*Records for this task*:
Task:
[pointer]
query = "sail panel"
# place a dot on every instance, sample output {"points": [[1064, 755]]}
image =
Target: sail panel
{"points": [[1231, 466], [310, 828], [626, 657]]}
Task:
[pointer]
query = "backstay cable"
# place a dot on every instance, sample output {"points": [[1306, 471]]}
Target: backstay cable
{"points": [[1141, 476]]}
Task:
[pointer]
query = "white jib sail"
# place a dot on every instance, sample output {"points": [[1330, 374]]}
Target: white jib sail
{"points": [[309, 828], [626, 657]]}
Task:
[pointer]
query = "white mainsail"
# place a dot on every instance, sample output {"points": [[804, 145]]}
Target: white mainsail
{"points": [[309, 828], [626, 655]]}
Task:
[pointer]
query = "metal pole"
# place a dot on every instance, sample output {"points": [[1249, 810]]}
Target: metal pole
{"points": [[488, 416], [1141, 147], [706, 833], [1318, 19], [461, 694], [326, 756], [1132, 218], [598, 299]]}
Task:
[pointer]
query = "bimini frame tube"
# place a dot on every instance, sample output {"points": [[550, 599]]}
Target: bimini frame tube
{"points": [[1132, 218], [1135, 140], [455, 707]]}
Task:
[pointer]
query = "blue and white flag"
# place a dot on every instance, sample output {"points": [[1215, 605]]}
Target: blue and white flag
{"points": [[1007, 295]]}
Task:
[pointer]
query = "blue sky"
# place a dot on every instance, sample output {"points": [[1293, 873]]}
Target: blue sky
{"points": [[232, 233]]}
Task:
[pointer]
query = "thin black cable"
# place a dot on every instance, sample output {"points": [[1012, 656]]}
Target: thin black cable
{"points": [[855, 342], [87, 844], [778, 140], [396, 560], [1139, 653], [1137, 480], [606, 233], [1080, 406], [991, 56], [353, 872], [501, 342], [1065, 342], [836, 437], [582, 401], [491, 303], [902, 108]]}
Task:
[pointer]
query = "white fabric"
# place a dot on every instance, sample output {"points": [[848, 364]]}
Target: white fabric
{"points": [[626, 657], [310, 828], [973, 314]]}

*Your instructions*: From the records above, extract every entry verbatim.

*The reply*:
Task:
[pointer]
query = "sail panel"
# place a dot on every instance, sample output {"points": [[1064, 755]]}
image =
Target: sail panel
{"points": [[1231, 466], [310, 828], [626, 657]]}
Task:
[pointer]
query = "backstay cable"
# place a dot on every instance, sample output {"points": [[1306, 471]]}
Target: backstay cable
{"points": [[1141, 476]]}
Task:
[pointer]
query = "white jib sail"
# place a dot on every instance, sample output {"points": [[1330, 374]]}
Target: white jib sail
{"points": [[309, 828], [626, 657]]}
Task:
[pointer]
query = "white mainsail"
# place a dot on every instance, sample output {"points": [[804, 145]]}
Target: white mainsail
{"points": [[309, 828], [626, 655]]}
Task:
[pointer]
query = "metal pole"
# place a dot on every instance, sample output {"points": [[1249, 810]]}
Target: metal pole
{"points": [[488, 416], [1141, 147], [706, 833], [1318, 19], [461, 694], [326, 756], [1132, 218], [598, 299]]}
Task:
[pointer]
query = "bimini frame tube"
# place a dot on every instance, sample output {"points": [[550, 599]]}
Target: bimini frame tube
{"points": [[1132, 218], [1135, 140], [455, 707]]}
Task:
[pointer]
query = "blue and white flag"
# place a dot on every instance, sample output {"points": [[1215, 605]]}
Target: blue and white flag
{"points": [[1007, 295]]}
Task:
[pointer]
query = "blue sky"
# place a dot on every instance, sample output {"points": [[1293, 873]]}
Target: blue sky
{"points": [[232, 233]]}
Task:
[pointer]
query = "thin black cable"
# place a dot on every instance, sample output {"points": [[1012, 656]]}
Target: thin black cable
{"points": [[855, 342], [87, 844], [778, 140], [396, 560], [1139, 653], [1137, 480], [606, 233], [1080, 406], [991, 56], [353, 872], [501, 342], [1065, 342], [836, 437], [582, 401], [491, 303], [902, 108]]}
Task:
[pointer]
query = "white fabric"
# place a dot on every instance, sample output {"points": [[848, 364]]}
Target: white fabric
{"points": [[626, 657], [310, 828], [973, 314]]}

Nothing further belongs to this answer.